(Registros extraídos)
*-*-*

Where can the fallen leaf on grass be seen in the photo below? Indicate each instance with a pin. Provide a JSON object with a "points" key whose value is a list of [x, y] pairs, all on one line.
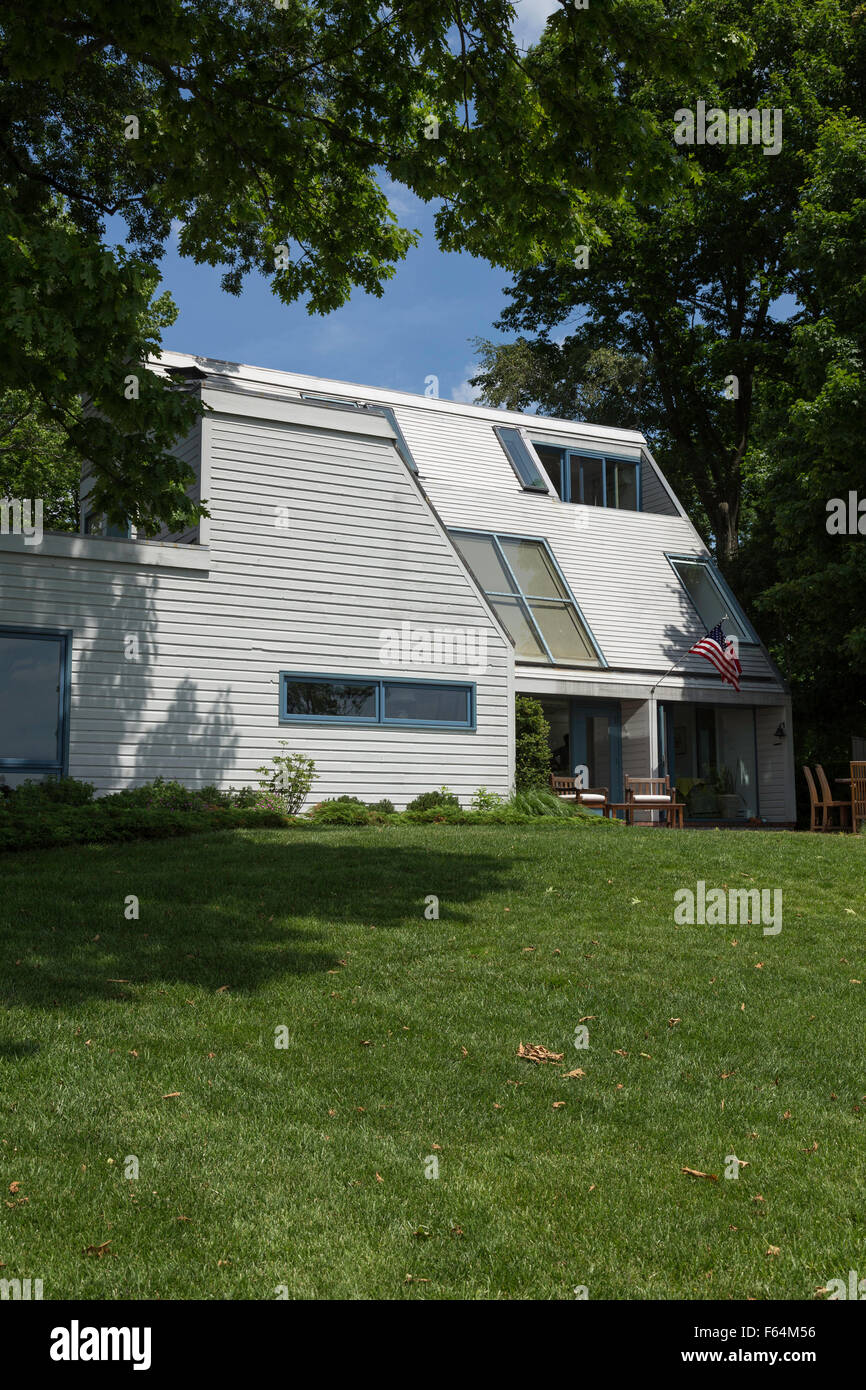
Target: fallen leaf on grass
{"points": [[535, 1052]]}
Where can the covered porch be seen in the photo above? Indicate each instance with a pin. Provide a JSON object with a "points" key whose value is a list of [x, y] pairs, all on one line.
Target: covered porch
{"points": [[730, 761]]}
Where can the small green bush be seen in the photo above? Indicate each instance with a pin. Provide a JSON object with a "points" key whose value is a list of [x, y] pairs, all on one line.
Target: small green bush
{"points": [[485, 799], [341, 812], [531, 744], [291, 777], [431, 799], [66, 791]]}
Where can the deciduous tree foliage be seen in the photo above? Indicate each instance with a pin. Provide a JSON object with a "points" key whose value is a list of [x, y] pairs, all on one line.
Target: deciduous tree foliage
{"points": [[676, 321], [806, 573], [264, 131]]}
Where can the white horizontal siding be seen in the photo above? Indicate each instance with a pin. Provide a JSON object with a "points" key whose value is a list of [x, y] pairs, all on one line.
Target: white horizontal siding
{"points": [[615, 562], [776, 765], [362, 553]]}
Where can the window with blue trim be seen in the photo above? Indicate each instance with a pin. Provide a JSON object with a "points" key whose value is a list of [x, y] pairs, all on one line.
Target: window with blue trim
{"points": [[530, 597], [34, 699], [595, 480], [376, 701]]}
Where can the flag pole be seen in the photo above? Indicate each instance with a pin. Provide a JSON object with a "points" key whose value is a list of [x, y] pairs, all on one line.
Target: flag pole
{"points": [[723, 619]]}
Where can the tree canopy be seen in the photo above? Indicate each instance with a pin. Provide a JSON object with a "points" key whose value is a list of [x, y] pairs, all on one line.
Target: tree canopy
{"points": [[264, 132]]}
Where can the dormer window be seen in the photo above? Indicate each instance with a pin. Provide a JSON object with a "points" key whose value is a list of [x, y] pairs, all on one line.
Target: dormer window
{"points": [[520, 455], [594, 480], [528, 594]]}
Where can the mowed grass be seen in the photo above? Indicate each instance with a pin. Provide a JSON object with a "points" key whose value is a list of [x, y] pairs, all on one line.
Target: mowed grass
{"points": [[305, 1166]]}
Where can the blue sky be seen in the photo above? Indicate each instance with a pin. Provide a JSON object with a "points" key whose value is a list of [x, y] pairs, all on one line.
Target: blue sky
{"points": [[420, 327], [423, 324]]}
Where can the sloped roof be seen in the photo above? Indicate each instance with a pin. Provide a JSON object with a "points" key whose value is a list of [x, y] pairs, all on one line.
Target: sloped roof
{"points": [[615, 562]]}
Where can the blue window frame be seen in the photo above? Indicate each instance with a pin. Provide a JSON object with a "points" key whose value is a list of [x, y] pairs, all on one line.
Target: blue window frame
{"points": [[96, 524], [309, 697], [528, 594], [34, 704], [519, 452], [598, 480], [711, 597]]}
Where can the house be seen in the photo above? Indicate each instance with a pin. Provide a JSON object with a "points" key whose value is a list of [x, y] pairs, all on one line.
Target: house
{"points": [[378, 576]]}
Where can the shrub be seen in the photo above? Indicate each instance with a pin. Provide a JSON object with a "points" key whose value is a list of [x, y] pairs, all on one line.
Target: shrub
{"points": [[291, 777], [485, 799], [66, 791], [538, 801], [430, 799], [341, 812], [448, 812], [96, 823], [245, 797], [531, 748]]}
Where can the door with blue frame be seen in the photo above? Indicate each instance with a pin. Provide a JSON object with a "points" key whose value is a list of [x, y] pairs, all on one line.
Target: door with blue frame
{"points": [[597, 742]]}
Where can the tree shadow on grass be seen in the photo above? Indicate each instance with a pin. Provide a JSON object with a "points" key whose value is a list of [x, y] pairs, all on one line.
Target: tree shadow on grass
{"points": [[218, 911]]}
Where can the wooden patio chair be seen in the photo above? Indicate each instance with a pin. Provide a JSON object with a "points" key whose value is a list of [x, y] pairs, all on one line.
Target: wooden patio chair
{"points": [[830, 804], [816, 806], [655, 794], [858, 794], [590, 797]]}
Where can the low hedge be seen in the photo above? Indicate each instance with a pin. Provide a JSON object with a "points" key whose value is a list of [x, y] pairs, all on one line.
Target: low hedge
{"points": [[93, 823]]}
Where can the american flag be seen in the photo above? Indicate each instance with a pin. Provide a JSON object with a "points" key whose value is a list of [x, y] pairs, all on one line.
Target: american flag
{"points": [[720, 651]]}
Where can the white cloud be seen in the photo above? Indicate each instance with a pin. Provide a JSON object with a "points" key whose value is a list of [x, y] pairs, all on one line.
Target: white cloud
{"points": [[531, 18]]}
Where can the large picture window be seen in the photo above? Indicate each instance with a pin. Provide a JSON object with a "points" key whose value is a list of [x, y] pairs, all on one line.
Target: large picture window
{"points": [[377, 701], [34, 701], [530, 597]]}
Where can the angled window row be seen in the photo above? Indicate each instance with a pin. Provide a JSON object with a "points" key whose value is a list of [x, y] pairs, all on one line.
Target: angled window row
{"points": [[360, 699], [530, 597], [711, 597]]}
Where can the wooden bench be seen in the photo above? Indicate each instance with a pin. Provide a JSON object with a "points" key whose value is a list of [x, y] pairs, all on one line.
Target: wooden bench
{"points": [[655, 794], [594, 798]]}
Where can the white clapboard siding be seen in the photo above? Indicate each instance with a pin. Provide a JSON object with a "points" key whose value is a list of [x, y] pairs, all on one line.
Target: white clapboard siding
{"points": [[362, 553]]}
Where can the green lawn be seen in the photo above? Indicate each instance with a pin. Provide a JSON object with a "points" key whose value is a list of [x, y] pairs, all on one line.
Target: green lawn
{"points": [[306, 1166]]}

*-*-*

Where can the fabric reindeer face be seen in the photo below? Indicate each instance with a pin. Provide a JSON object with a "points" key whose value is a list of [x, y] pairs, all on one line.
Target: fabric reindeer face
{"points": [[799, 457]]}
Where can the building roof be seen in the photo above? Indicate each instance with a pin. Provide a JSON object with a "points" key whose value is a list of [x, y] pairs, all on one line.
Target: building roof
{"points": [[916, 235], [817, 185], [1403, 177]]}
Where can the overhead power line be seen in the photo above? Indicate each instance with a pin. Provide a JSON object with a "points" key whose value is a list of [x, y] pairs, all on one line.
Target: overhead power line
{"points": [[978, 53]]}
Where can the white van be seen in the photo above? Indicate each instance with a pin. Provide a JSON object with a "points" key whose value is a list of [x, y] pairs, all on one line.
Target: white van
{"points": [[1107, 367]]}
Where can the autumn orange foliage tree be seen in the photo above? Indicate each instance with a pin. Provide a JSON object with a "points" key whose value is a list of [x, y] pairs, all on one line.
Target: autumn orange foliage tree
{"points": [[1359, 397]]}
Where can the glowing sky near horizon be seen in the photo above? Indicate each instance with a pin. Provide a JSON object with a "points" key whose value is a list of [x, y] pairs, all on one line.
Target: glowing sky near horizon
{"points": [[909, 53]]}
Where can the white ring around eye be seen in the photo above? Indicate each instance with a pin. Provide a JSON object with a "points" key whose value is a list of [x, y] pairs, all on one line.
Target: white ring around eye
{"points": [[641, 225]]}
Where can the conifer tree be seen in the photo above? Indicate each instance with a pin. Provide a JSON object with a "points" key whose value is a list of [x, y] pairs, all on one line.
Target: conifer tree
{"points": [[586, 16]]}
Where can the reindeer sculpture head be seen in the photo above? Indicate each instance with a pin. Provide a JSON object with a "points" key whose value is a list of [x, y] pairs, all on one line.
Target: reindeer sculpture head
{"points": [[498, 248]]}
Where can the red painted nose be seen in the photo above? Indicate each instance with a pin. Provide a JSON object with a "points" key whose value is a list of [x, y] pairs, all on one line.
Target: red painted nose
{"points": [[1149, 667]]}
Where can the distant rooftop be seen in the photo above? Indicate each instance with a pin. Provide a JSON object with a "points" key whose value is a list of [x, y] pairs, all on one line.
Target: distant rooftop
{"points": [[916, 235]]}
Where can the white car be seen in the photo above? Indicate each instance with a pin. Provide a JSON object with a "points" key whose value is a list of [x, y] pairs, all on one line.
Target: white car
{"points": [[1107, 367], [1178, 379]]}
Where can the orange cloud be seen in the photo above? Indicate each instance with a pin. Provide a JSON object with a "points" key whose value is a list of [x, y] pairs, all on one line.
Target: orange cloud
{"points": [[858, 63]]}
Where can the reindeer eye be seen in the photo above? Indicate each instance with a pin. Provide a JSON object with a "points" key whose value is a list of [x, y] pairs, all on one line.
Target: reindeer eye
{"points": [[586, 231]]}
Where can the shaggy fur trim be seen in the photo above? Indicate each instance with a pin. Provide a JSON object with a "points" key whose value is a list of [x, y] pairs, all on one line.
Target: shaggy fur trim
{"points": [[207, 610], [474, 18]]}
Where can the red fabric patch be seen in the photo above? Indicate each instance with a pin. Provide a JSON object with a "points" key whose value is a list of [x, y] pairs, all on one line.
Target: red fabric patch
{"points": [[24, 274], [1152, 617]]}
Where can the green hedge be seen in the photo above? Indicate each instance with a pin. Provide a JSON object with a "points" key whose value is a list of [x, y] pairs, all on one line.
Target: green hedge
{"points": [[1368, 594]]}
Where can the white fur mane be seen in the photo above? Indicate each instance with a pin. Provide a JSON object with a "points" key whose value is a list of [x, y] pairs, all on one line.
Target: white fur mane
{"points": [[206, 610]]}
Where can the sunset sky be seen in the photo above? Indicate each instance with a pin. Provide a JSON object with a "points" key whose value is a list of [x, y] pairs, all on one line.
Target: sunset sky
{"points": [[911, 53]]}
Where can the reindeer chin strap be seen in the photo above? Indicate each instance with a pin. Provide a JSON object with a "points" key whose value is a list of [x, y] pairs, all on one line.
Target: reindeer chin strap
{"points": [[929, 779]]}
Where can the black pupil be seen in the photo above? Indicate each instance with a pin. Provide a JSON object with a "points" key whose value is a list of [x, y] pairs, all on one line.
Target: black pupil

*-*-*

● TAREFA BREVE
Conte quantas linhas dos registros contêm a palavra "leaf", diferenciando maiúsculas de minúsculas. Responda apenas com o número.

● RESPOSTA
2